Page extract:

Drexel LeBow on-campus residency

Intensive, three- or four-day residencies at Drexel LeBow’s Philadelphia and Malvern campuses that deliver course content in an accelerated time frame.

Graduate students may enroll in a maximum of two elective residencies during their program of study. This does not include MGMT 530 Managing and Leading the Total Enterprise.

Leading for Innovation (MGMT 680)

This course allows students to work as consultants for a real organization while also supporting and experiencing aspects of social impact, civic engagement and community involvement. Students are tasked with evaluating, analyzing and building a series of recommendations that address various aspects within a nonprofit organization. Students work in teams and are asked to build an integrated set of recommendations that cover overall strategy through to specific and realistic executable tasks, taking into account the capacity of the business to utilize those recommendations.

Business Agility and IT (MIS 652)

This introductory course will cover the core principles, practices and frameworks of agile practices and how they can be utilized to drive successful delivery inside an organization. These concepts also tie into the idea of organizational change, and how an enterprise can use these practices and principles on a large scale to shift an organization to one that reacts to change and opportunity at speed to enable success. The course will also emphasize these learnings in the context of real-world management information systems (MIS) projects. Additionally, some related emerging topics such as international/distributed project management and design thinking all in the context of agile methodologies will also be introduced.

Negotiations for Leaders (ORGB 640)

This course is designed specifically for leaders to enhance their leadership negotiation style. The material is geared toward developing leaders as they deal with the art and science of securing agreements and resolving disputes. The course combines a theoretical understanding of the central concepts of negotiations with learned analytical skills to discover optimal solutions to problems (the science) and good negotiation skills to get these solutions accepted and implemented (the art).

Leadership in Sport Management (SMT 621)

Material provided:
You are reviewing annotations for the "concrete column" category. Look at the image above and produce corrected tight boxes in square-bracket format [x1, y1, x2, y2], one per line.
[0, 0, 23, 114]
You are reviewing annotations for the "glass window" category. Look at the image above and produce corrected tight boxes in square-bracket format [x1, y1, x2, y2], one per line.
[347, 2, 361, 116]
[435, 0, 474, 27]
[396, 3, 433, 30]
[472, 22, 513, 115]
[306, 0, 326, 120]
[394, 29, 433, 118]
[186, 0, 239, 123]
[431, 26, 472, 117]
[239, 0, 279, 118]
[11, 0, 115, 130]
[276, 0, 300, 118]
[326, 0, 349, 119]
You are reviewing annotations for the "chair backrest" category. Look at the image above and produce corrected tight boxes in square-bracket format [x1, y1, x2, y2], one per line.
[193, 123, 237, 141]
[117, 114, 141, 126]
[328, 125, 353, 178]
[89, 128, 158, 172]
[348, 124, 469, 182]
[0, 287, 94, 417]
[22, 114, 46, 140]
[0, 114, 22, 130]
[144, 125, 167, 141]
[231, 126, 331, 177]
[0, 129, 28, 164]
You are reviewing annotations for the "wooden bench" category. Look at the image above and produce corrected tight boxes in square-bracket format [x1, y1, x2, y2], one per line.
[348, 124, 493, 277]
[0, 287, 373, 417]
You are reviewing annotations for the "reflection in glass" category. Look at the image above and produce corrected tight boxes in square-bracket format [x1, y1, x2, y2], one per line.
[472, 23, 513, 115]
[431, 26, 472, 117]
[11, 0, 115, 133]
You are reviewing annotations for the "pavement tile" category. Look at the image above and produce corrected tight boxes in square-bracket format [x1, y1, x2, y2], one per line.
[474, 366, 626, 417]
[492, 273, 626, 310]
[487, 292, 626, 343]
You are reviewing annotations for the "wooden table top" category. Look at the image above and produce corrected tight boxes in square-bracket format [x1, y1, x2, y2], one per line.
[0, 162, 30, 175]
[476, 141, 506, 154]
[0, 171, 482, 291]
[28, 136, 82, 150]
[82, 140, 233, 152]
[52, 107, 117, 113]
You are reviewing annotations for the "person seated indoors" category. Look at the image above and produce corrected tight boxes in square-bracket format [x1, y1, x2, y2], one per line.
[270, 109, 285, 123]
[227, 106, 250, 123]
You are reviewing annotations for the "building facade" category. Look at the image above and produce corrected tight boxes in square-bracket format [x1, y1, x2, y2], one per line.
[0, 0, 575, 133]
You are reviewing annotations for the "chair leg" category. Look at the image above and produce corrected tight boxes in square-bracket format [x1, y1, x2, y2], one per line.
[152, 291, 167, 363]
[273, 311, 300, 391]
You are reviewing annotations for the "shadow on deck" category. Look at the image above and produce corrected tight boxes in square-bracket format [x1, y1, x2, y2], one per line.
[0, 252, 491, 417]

Set tasks:
1/ In the residency description, rewrite the passage from "Graduate students may" to "utilize those recommendations.", changing "consultants" to "advisors".
2/ Which course codes appear in the residency description?

Responses to the exercise:
1/
Graduate students may enroll in a maximum of two elective residencies during their program of study. This does not include MGMT 530 Managing and Leading the Total Enterprise.

Leading for Innovation (MGMT 680)

This course allows students to work as advisors for a real organization while also supporting and experiencing aspects of social impact, civic engagement and community involvement. Students are tasked with evaluating, analyzing and building a series of recommendations that address various aspects within a nonprofit organization. Students work in teams and are asked to build an integrated set of recommendations that cover overall strategy through to specific and realistic executable tasks, taking into account the capacity of the business to utilize those recommendations.

2/
- MGMT 530
- MGMT 680
- MIS 652
- ORGB 640
- SMT 621